[Work to complete]: Give the number of lines in the items below that contain the string "grass". Case counts, and the reply should be the number alone.
Start of Material for this task
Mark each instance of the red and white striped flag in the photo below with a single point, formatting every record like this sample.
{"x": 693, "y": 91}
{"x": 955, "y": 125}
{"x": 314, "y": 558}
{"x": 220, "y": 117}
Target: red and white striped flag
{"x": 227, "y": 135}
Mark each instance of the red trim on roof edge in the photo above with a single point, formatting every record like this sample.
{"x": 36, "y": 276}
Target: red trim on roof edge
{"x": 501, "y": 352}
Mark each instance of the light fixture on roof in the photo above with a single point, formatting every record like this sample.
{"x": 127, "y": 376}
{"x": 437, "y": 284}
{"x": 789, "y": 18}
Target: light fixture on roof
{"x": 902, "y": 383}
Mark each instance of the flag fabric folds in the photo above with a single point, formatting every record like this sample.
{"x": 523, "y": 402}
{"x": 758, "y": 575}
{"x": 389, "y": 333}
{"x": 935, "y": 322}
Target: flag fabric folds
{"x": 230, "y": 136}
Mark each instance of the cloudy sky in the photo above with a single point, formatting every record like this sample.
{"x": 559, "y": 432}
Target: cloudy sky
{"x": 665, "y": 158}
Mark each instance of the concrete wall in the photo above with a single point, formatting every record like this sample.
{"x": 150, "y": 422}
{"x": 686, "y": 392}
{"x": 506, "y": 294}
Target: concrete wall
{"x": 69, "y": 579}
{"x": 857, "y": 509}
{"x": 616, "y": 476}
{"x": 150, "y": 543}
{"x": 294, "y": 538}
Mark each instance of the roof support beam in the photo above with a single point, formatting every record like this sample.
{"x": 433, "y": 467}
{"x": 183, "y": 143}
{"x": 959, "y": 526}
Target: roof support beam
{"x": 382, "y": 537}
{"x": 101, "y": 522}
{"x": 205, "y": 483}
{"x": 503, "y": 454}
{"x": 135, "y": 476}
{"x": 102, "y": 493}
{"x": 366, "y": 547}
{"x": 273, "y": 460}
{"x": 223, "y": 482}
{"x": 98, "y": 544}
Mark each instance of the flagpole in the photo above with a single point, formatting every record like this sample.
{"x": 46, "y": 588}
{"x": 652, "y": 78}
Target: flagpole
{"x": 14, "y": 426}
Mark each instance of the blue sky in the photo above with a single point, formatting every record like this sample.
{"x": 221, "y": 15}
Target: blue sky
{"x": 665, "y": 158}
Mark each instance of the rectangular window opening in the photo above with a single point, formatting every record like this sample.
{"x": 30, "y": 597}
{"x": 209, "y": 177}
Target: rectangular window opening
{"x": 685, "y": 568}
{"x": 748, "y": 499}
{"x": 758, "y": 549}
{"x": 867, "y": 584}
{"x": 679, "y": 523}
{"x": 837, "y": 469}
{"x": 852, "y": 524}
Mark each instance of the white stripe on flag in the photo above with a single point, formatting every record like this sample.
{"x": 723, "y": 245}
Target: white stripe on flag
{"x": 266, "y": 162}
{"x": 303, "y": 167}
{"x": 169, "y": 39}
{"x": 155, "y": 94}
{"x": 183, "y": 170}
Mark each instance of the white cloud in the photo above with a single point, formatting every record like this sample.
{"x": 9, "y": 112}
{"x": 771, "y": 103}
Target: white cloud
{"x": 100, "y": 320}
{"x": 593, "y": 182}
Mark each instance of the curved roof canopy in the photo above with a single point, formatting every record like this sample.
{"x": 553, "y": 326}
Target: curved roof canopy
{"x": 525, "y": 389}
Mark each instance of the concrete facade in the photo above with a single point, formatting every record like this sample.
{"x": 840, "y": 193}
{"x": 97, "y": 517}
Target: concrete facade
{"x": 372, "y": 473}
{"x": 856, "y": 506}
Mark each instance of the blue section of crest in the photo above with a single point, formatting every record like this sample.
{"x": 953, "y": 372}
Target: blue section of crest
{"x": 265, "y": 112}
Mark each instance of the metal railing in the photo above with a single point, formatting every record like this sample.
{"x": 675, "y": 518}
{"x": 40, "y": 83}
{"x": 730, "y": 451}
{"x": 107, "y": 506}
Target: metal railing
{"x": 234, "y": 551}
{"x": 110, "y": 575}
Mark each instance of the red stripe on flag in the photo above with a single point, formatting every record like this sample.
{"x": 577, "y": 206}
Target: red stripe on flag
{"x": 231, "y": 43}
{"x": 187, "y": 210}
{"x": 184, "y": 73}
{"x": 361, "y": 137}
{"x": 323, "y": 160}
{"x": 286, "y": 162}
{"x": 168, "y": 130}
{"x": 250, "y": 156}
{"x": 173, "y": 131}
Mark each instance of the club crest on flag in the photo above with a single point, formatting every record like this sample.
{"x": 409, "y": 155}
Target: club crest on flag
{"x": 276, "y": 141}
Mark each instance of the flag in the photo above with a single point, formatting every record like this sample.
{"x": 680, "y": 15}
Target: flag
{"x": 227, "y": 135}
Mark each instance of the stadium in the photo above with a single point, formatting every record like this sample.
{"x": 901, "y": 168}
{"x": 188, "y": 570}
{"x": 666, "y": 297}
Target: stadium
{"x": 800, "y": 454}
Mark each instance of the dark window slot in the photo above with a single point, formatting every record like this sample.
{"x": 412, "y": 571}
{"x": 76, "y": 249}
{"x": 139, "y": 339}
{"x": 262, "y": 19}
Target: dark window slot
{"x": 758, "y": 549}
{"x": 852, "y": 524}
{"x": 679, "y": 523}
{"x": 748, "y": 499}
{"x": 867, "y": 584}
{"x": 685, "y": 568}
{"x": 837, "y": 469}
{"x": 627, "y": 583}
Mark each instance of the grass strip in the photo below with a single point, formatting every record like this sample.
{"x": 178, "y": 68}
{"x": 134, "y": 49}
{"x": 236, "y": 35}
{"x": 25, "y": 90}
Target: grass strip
End of Material for this task
Start of Material for this task
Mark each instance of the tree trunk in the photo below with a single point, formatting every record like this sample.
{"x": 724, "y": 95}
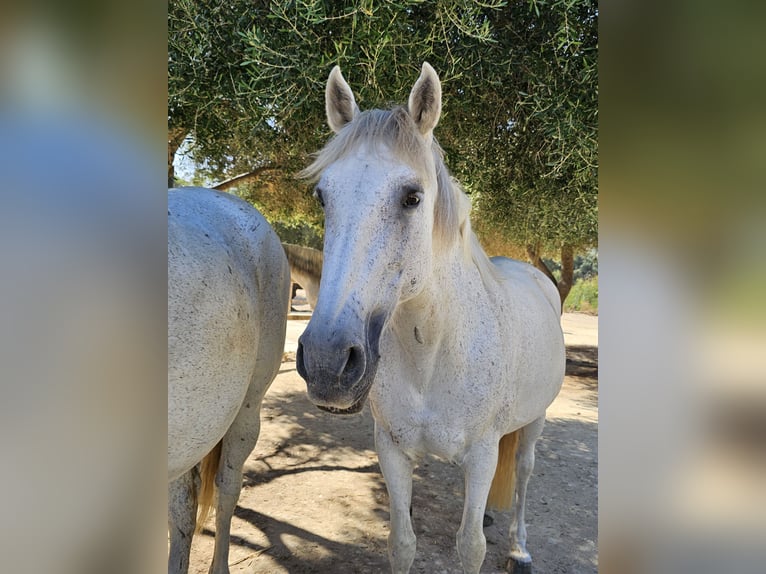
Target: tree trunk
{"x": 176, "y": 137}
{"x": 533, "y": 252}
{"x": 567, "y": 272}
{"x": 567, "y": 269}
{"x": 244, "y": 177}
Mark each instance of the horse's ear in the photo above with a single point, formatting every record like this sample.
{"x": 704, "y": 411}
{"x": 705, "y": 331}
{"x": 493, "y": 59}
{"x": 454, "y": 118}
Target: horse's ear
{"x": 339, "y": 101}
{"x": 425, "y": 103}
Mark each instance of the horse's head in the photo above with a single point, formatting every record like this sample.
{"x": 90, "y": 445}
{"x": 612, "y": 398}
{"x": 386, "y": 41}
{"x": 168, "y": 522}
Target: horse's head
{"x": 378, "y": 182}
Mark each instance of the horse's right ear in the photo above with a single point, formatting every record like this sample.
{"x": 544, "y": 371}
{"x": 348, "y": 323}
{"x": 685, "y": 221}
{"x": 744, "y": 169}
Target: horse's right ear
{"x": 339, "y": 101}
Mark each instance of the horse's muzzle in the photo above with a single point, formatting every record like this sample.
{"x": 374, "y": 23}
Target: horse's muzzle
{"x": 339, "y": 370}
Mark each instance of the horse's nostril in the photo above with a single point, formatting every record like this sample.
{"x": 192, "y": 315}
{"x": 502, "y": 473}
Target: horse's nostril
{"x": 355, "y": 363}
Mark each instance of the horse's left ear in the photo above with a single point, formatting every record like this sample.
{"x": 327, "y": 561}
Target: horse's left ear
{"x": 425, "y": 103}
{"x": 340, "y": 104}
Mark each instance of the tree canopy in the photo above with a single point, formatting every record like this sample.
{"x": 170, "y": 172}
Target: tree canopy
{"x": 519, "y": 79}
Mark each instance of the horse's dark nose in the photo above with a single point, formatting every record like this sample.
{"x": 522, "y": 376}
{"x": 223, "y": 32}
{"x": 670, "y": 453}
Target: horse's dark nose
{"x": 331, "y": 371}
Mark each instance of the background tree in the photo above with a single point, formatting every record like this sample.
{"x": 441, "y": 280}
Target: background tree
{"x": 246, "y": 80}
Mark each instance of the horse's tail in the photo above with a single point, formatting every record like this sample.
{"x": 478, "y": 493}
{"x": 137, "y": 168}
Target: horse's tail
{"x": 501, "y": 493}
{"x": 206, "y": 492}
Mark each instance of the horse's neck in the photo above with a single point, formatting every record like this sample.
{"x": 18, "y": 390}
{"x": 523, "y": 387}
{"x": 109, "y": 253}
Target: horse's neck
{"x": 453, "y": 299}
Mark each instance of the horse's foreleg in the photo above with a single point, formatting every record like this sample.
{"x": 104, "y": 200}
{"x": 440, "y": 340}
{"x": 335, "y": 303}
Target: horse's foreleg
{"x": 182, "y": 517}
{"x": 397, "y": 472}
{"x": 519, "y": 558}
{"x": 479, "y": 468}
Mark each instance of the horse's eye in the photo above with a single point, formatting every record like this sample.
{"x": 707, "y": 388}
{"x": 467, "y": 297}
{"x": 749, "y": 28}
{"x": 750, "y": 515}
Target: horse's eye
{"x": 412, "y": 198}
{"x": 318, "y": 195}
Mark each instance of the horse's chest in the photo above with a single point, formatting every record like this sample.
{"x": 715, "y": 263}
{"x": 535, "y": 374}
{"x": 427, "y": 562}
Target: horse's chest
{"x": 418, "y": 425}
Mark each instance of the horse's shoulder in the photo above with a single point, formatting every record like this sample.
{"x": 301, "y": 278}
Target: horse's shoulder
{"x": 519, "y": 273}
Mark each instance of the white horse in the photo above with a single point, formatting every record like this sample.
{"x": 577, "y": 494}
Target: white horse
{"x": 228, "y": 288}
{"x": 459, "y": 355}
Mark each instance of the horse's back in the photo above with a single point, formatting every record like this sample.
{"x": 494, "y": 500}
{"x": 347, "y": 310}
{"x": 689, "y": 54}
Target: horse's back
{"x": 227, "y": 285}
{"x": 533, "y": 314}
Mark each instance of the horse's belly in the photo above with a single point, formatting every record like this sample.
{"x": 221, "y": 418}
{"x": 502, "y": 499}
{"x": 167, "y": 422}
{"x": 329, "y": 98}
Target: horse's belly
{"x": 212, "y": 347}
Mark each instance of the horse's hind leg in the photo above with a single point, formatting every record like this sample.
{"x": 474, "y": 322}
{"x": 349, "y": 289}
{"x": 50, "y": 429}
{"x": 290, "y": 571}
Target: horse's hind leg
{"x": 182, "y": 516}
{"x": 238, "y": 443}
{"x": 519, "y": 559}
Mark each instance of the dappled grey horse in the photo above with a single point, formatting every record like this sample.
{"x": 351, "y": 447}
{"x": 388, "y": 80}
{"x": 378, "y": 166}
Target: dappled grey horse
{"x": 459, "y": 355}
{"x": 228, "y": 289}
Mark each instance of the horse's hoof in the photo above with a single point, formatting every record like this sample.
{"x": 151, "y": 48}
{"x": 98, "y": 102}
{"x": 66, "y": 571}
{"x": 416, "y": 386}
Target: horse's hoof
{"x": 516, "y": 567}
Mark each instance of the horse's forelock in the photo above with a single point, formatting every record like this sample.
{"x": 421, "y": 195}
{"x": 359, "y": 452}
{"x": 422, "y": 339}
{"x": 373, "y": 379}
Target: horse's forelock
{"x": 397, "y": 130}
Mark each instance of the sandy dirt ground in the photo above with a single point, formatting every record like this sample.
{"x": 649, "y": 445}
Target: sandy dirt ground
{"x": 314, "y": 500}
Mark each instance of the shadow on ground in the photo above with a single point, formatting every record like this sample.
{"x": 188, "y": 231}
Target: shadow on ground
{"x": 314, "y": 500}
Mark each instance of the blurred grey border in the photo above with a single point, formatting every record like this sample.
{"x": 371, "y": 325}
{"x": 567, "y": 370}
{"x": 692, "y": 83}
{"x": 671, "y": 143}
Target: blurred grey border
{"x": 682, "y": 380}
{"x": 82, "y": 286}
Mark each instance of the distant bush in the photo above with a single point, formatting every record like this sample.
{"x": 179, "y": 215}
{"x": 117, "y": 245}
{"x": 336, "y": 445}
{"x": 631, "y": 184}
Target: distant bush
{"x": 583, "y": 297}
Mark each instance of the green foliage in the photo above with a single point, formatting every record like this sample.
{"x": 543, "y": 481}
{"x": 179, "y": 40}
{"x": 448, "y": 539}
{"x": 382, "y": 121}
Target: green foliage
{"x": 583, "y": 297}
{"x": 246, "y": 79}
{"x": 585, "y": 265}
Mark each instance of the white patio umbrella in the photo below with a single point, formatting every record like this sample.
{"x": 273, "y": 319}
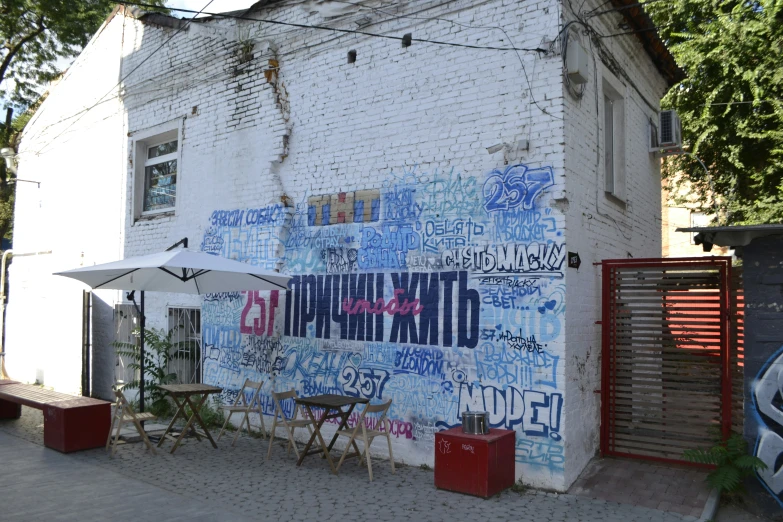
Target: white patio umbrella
End of Material for this task
[Exercise response]: 2